Without the pictures, repeat all of the data exactly as it appears below.

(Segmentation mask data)
● ● ● ● ●

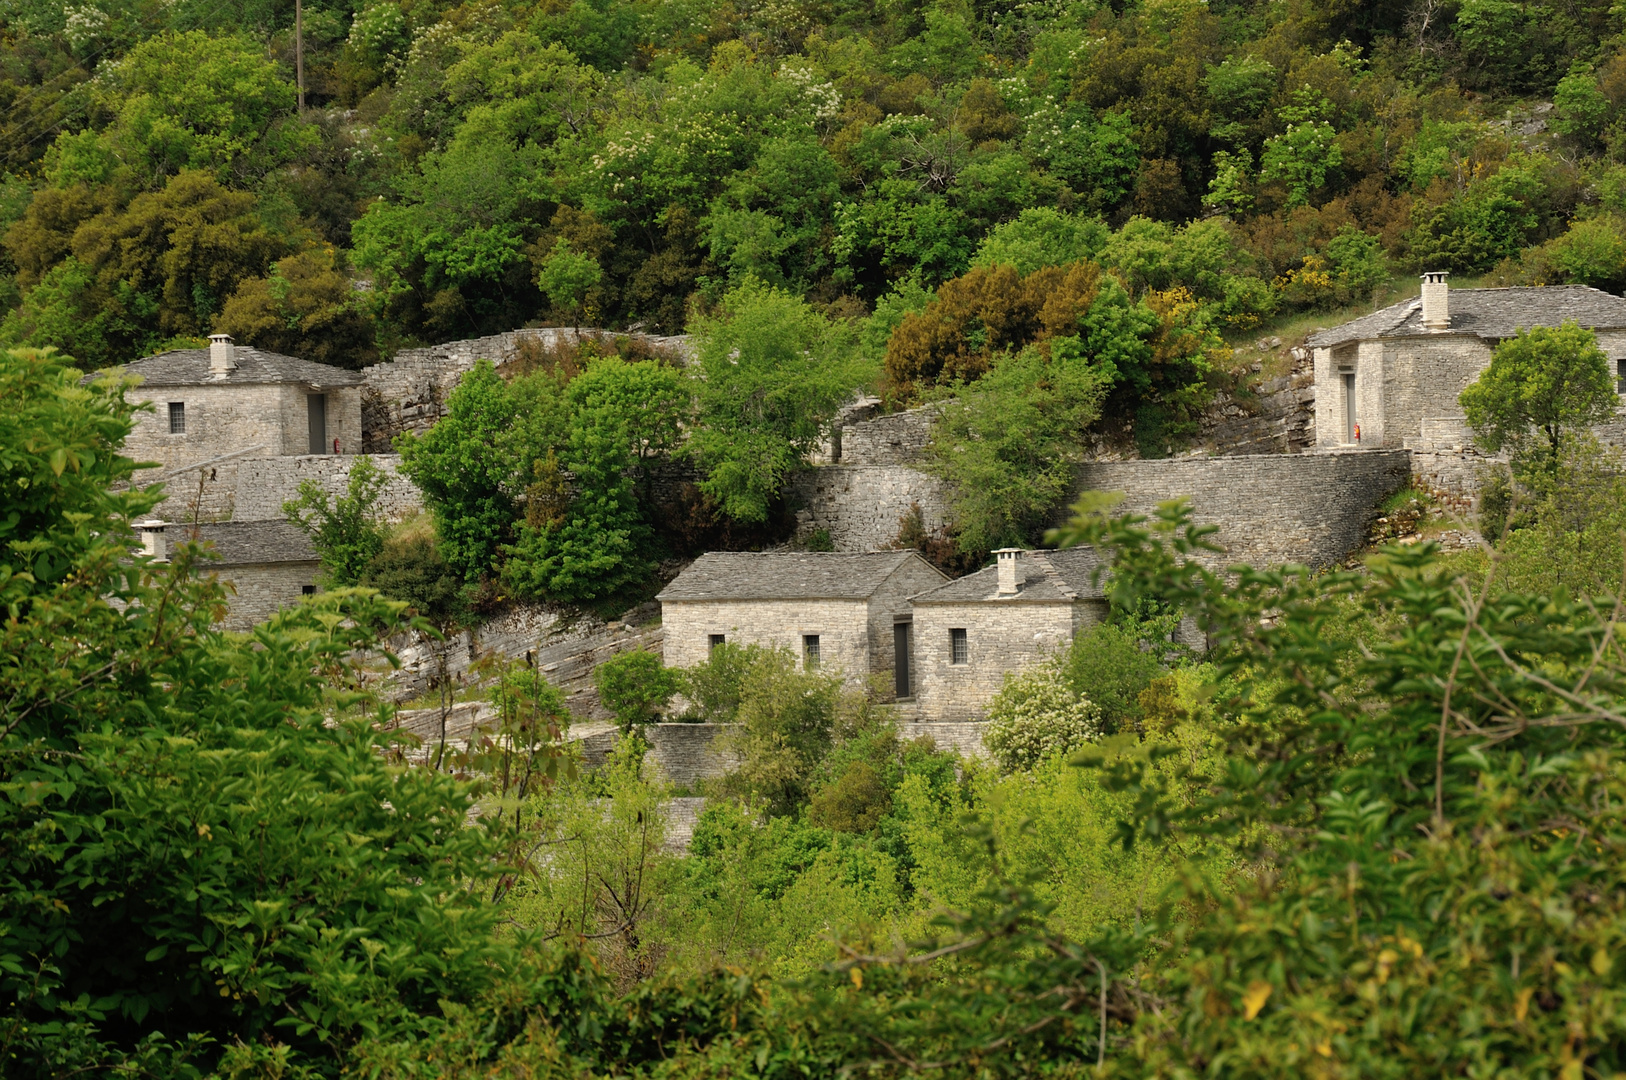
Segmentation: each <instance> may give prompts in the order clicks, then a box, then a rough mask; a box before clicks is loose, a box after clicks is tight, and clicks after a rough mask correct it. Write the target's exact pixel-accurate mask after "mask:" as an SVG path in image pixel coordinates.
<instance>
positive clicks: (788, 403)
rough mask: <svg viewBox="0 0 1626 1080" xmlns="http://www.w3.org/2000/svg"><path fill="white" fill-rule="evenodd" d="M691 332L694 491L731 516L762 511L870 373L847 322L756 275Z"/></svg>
mask: <svg viewBox="0 0 1626 1080" xmlns="http://www.w3.org/2000/svg"><path fill="white" fill-rule="evenodd" d="M694 338H696V340H694V355H696V356H694V364H696V369H698V371H696V381H694V397H696V402H698V405H699V416H698V423H696V428H694V431H693V433H691V436H689V442H688V447H686V452H688V454H689V455H693V457H694V459H698V460H699V464H701V467H702V468H704V470H706V478H704V480H702V481H701V491H704V493H706V494H709V496H712V498H714V499H715V501H717V504H719V506H720V507H722V511H724V512H725V514H728V517H733V519H735V520H743V522H759V520H766V519H767V511H769V506H771V504H772V501H774V499H776V498H777V496H779V488H780V485H782V483H784V480H785V477H789V475H790V472H793V470H795V468H798V467H800V465H803V464H805V462H806V459H808V455H810V454H811V452H813V451H815V449H816V447H818V444H820V441H821V439H823V438H824V436H826V434H828V431H829V423H831V420H834V418H836V412H837V410H839V408H841V405H842V402H846V400H847V398H849V397H850V395H852V394H854V392H855V390H857V389H860V387H863V385H867V384H870V382H872V381H873V379H875V374H876V372H875V369H873V368H872V366H870V364H868V363H867V361H863V358H862V356H859V350H857V348H855V346H854V332H852V327H850V325H847V324H844V322H829V320H826V319H824V317H823V316H820V314H818V312H815V311H813V309H811V307H808V306H806V304H805V303H803V301H800V299H797V298H795V296H792V294H790V293H785V291H782V290H776V288H771V286H767V285H763V283H759V281H746V283H745V285H740V286H738V288H735V290H730V291H728V294H727V296H724V301H722V309H720V312H719V314H717V316H715V317H712V319H706V320H702V322H701V324H699V325H698V327H696V330H694Z"/></svg>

● ● ● ● ●

— Result below —
Segmentation: each <instance> may give prompts in the order clicks, then a box, then a rough mask; a box before clicks is loose, a box after clicks is tight, and clicks after a rough mask correct it. Write the target's exact pixel-accurate mask after "mask:" as an SVG path in image pixel coordinates.
<instance>
positive clicks: (788, 403)
rough mask: <svg viewBox="0 0 1626 1080" xmlns="http://www.w3.org/2000/svg"><path fill="white" fill-rule="evenodd" d="M691 332L694 491L731 516L762 511L870 373L847 322L756 275Z"/></svg>
mask: <svg viewBox="0 0 1626 1080" xmlns="http://www.w3.org/2000/svg"><path fill="white" fill-rule="evenodd" d="M694 338H696V340H694V355H696V356H694V364H696V369H698V371H696V381H694V397H696V402H698V405H699V416H698V423H696V428H694V431H693V433H691V436H689V442H688V447H686V452H688V454H689V455H693V457H694V459H698V460H699V464H701V467H702V468H704V470H706V478H704V480H702V481H701V491H704V493H706V494H709V496H712V498H714V499H715V501H717V504H719V506H720V507H722V511H724V512H725V514H728V517H733V519H735V520H743V522H759V520H766V519H767V511H769V506H771V504H772V501H774V499H776V498H777V496H779V488H780V485H782V483H784V480H785V477H789V475H790V472H793V470H795V468H798V467H800V465H803V464H805V462H806V459H808V455H810V454H811V452H813V451H815V449H816V447H818V444H820V441H821V439H823V438H824V436H826V434H828V431H829V423H831V420H834V418H836V412H837V410H839V408H841V405H842V402H846V400H847V398H849V397H850V395H852V394H854V392H855V390H857V389H860V387H863V385H867V384H870V382H872V381H873V379H875V374H876V372H875V369H873V368H872V366H870V364H868V363H867V361H863V358H862V356H859V350H857V348H855V346H854V332H852V327H850V325H847V324H844V322H829V320H826V319H824V317H823V316H820V314H818V312H815V311H813V309H811V307H808V306H806V304H805V303H803V301H800V299H797V298H795V296H792V294H790V293H785V291H782V290H776V288H771V286H767V285H763V283H759V281H746V283H745V285H740V286H738V288H735V290H730V291H728V294H727V296H724V301H722V309H720V312H719V314H717V316H715V317H712V319H706V320H702V322H701V324H699V325H698V327H696V330H694Z"/></svg>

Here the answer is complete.